→ **Extrait**
——

Manglehorn : se libérer des secrets du passé avec Al Pacino (film)

Manglehorn, le dernier film d’Al Pacino, réalisé par David Gordon Green sortira sur les écrans le 3 juin prochain. L’histoire ? Celle d’un vieux serrurier solitaire, taiseux et acariâtre qui regrette l’amour de sa vie, n’a de sentiment que pour sa chatte et des contacts pour le moins épisodiques avec son fils. Un beau film. Et du très grand Pacino.


La vie de A.J. Manglehorn est faite de solitude. En apparence, il vit une vie banale consistant à ouvrir les portes de personnes ayant perdu leurs clés, nourrir son chat, Fanny, manger du foie aux oignons à la cafétéria du coin et apprécier ses conversations hebdomadaires avec une employée de banque, mais sa vie intérieure est tout sauf simple.
 
Cet homme au passé mystérieux et au cœur brisé écrit chaque jour de longues lettres à Clara, son amour perdu depuis quarante ans, « celle qui est partie », la seule personne à qui il peut faire part de sa vie émotionnelle complexe et triste. Chaque jour, il ouvre sa boîte aux lettres (gardée par une ruche) pour voir si, à tout hasard, Clara lui aurait répondu.
 
Pour faire ce film, David Gordon Green s’est souvenu d’une conversation qu’il avait eue quelques années plus tôt avec un homme d’un peu plus de 70 ans, lors du Festival du Film de Nantucket. « Cet homme parlait de ses regrets, notamment celui d’avoir quitté l’amour de sa vie. Il avait très bien réussi, mais n’avait jamais été heureux parce qu’il avait fait le mauvais choix ».
 
En voyant la vie routinière d’A. J. Manglehorn, on a du mal à imaginer qu’il a pu être autre chose que serrurier. Mais l’a-t-il toujours été ? Pendant la création du passé du personnage, Green et son scénariste ont brièvement envisagé que Manglehorn ait pu avoir une vie criminelle –quelque chose qui l’ait mené à une carrière dans laquelle il était convenable de déverrouiller des choses. Paul Logan, le scénariste souligne : « nous l’avons imaginé comme une figure légendaire, comme le personnage d’Al dans L’épouvantail mais quarante ans plus tard. Quelqu’un qui a eu de l’ambition très tôt dans la vie et a fait des choix qui lui ont coûté ses relations. »

——

→ **Consigne 1**
Citez le passage de l'extrait sur Manglehorn allant de « La vie de A.J. » jusqu'à « lui aurait répondu. » inclus.
→ **Consigne 2**
Répondez aux questions suivantes d'après l'extrait sur Manglehorn.
(a) À quelle date le film sortira-t-il sur les écrans ?
(b) Comment s'appelle le chat de Manglehorn ?
(c) Qui est le scénariste du film ?

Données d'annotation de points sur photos

——

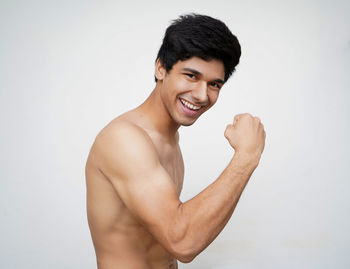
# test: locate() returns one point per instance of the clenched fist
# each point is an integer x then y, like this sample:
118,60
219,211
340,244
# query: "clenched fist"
246,135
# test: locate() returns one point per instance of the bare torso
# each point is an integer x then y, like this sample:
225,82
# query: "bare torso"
120,241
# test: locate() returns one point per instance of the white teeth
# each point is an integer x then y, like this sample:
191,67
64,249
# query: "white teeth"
189,105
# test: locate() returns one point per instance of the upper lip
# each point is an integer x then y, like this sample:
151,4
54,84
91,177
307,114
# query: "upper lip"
191,102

——

→ **Réponse rédigée 1**
La vie de A.J. Manglehorn est faite de solitude. En apparence, il vit une vie banale consistant à ouvrir les portes de personnes ayant perdu leurs clés, nourrir son chat, Fanny, manger du foie aux oignons à la cafétéria du coin et apprécier ses conversations hebdomadaires avec une employée de banque, mais sa vie intérieure est tout sauf simple.
 
Cet homme au passé mystérieux et au cœur brisé écrit chaque jour de longues lettres à Clara, son amour perdu depuis quarante ans, « celle qui est partie », la seule personne à qui il peut faire part de sa vie émotionnelle complexe et triste. Chaque jour, il ouvre sa boîte aux lettres (gardée par une ruche) pour voir si, à tout hasard, Clara lui aurait répondu.

→ **Réponse rédigée 2**
(a) Le 3 juin.
(b) Fanny.
(c) Paul Logan.